AIM OF THE EXERCISE: Filter the data below, keeping only lines that contain "tree".

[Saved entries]
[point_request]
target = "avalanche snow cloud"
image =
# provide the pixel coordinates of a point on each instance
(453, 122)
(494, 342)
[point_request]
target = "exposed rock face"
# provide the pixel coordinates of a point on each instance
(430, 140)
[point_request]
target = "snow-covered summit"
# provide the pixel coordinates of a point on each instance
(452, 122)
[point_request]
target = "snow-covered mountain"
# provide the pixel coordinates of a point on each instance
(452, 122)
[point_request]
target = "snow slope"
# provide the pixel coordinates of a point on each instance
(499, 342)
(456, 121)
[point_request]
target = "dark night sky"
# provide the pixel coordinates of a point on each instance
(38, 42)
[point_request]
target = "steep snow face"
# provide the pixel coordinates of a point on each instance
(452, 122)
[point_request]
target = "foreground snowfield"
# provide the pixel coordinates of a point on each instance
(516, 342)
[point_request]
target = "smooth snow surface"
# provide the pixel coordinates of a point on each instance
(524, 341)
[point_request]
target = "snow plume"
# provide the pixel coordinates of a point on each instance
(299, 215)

...

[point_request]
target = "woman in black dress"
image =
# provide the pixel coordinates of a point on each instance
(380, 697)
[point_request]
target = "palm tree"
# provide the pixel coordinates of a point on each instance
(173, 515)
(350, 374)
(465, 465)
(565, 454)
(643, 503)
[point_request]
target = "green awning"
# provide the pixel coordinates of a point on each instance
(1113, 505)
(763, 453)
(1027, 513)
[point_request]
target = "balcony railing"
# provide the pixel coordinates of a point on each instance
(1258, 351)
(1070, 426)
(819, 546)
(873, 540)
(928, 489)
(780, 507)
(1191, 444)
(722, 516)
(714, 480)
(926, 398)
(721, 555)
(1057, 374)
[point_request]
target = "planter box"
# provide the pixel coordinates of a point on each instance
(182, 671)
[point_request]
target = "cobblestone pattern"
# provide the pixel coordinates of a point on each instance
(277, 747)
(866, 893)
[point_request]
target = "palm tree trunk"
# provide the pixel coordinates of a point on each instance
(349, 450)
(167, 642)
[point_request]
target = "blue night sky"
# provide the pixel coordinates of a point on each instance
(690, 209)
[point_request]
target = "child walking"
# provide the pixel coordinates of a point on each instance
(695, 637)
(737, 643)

WRITTEN REPLY:
target = "palm tree"
target = "palm tree trunk"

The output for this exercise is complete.